For every line below, output the text exactly and leave out images.

[[ Record excerpts, beginning ]]

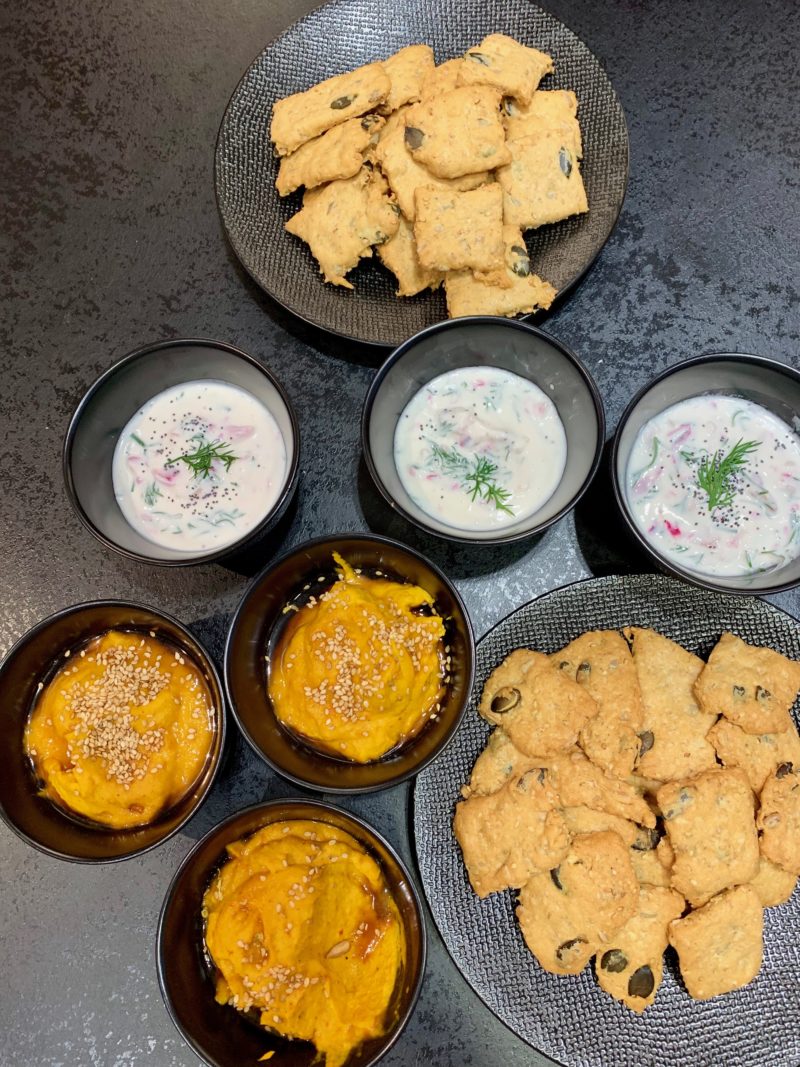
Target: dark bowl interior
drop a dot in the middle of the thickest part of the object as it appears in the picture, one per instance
(770, 384)
(115, 397)
(219, 1034)
(255, 622)
(497, 343)
(38, 819)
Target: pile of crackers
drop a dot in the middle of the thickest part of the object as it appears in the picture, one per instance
(442, 168)
(638, 797)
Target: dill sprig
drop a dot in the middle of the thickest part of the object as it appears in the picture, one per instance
(203, 458)
(477, 476)
(716, 473)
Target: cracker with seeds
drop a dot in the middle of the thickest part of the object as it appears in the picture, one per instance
(459, 132)
(457, 231)
(400, 255)
(405, 175)
(340, 222)
(710, 825)
(509, 66)
(408, 70)
(673, 726)
(553, 110)
(511, 834)
(513, 290)
(630, 967)
(753, 687)
(542, 184)
(721, 944)
(336, 154)
(569, 912)
(300, 117)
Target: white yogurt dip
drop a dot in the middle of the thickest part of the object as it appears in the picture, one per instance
(480, 448)
(714, 481)
(198, 465)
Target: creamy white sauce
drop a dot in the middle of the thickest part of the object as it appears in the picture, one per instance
(233, 471)
(480, 448)
(750, 523)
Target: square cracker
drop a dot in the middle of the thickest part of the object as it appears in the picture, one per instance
(304, 115)
(338, 153)
(459, 132)
(720, 945)
(441, 80)
(506, 64)
(457, 231)
(513, 290)
(710, 826)
(400, 255)
(405, 175)
(751, 686)
(341, 220)
(406, 69)
(673, 726)
(542, 184)
(555, 110)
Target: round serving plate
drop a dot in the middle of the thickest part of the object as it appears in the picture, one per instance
(571, 1019)
(345, 34)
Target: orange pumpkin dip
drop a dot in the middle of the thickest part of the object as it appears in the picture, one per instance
(357, 670)
(123, 730)
(302, 927)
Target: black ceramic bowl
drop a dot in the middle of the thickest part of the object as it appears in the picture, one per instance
(255, 623)
(773, 385)
(40, 821)
(118, 394)
(484, 340)
(219, 1034)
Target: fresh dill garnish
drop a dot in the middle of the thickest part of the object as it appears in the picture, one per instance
(202, 459)
(477, 476)
(716, 473)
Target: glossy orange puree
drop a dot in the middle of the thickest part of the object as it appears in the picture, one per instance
(302, 928)
(123, 731)
(357, 670)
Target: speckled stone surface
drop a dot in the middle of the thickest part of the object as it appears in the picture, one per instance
(111, 238)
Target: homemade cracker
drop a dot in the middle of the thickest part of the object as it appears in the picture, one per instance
(459, 132)
(542, 182)
(340, 222)
(753, 687)
(336, 154)
(720, 945)
(304, 115)
(457, 231)
(502, 62)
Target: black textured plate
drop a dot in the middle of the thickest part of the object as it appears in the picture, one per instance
(345, 34)
(571, 1019)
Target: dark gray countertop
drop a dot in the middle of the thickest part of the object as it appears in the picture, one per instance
(111, 239)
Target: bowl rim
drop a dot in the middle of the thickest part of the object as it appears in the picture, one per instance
(691, 577)
(401, 350)
(207, 664)
(251, 590)
(138, 353)
(313, 805)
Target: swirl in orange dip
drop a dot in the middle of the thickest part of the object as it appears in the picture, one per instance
(357, 670)
(123, 731)
(303, 928)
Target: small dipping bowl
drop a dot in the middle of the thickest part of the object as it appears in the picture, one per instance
(479, 341)
(34, 659)
(219, 1034)
(252, 633)
(112, 401)
(766, 382)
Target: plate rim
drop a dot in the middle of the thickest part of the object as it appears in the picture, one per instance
(541, 315)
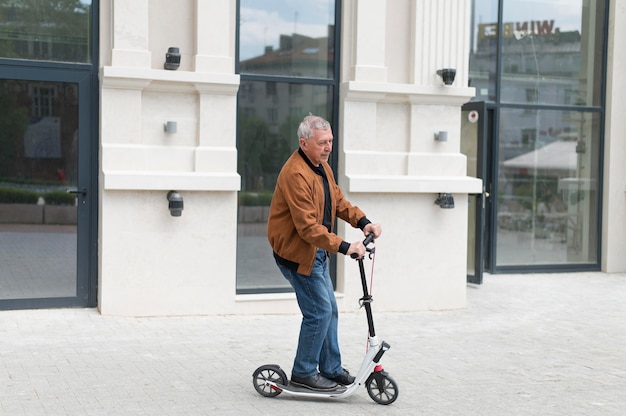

[[ Record excerpts, end ]]

● **Answer for this exercise**
Target: dark bowl interior
drop a dot in the middle of the thickest part of the object as it appears in the picture, one per instance
(770, 384)
(115, 397)
(219, 1034)
(255, 622)
(497, 343)
(38, 819)
Target: pile of crackers
drop a dot in the middle of the thickest part of the object as it appears in the picture, one per instance
(442, 168)
(638, 797)
Target: dill sprig
drop a dot in the middle of the thickest part of the object as it appears in the picture, one per instance
(203, 458)
(477, 476)
(716, 473)
Target: cracker with seeds
drop a dot in the middle of the thickest part of the object as it appears in the picture, one per instance
(459, 132)
(457, 231)
(400, 255)
(405, 175)
(340, 222)
(710, 825)
(509, 66)
(408, 70)
(673, 726)
(553, 110)
(511, 834)
(513, 290)
(630, 967)
(753, 687)
(542, 184)
(721, 944)
(336, 154)
(569, 912)
(300, 117)
Target: white yogurt dip
drop a dot in the middle of the thickest part of the object as it appears in the picture, one per instance
(480, 448)
(714, 481)
(198, 465)
Target: creamy white sauce
drop a dot in the middle of the thickest part of the object as it appears in the picture, one per instance
(233, 471)
(480, 448)
(750, 523)
Target: square cracker
drop a dot in the middle of the thickest part of the object as it appears in the picture, one per instance
(304, 115)
(338, 153)
(459, 132)
(720, 945)
(441, 80)
(506, 64)
(457, 231)
(513, 290)
(710, 826)
(400, 255)
(405, 175)
(751, 686)
(341, 220)
(406, 69)
(673, 726)
(542, 184)
(555, 110)
Target: round serving plate
drop a dot in the middle of the thickest part of the object as it appears in the picture, one per instance
(571, 1019)
(345, 34)
Target: orange pumpkin dip
drop a dot in the middle of the thickest part of the object as it appears in the picture, one per instance
(357, 670)
(123, 730)
(302, 927)
Target: black ceramic bowl
drop a dot in the middle of the thickest part of the object as it appears in the picture, one per instance
(255, 623)
(773, 385)
(40, 821)
(118, 394)
(484, 340)
(219, 1034)
Target: fresh dill garnish
drop a dot in the middle of the thickest part of the object as it appears in the picture, one per instance
(202, 459)
(477, 476)
(716, 473)
Target: glossy orange puree
drop a dot in the middle of the thickest part of the object as it appears in the picture, one per instance
(302, 928)
(123, 731)
(357, 670)
Target: speckled stone surface
drop a dot in the middle of the thickest part of the object as it appears in the picture, one per instance
(111, 238)
Target: homemade cracker
drop a dot in the middle of the thickest part of the object as it appears in the picture, one per instance
(459, 132)
(542, 182)
(340, 222)
(753, 687)
(336, 154)
(720, 945)
(304, 115)
(457, 231)
(502, 62)
Target: black textured plate
drop a dot in the middle of the thickest part of the object as it appears in the picture, one per instance
(345, 34)
(571, 1019)
Target: dark gray countertop
drop a dot in the middle of the thickest part of the object as it appears in the picture, one per instance
(111, 239)
Target: bowl rim
drop a dot in the middle of the thickest part of the object as it appears in the picture, one per instance
(691, 577)
(401, 350)
(207, 664)
(251, 590)
(138, 353)
(313, 805)
Target: swirl in orange dip
drop a dot in the middle of the thickest part of the object as it appears in the picture, one per instance
(357, 670)
(123, 731)
(303, 928)
Target: small dipping bowl
drop a dot in the middle of the thickest part of the object as it appears in the picture, one per instance
(479, 341)
(34, 659)
(219, 1034)
(252, 633)
(112, 401)
(766, 382)
Target: plate rim
drop a dot in the middle of the thickest part of the object as it appears in the picture, one per instance
(541, 315)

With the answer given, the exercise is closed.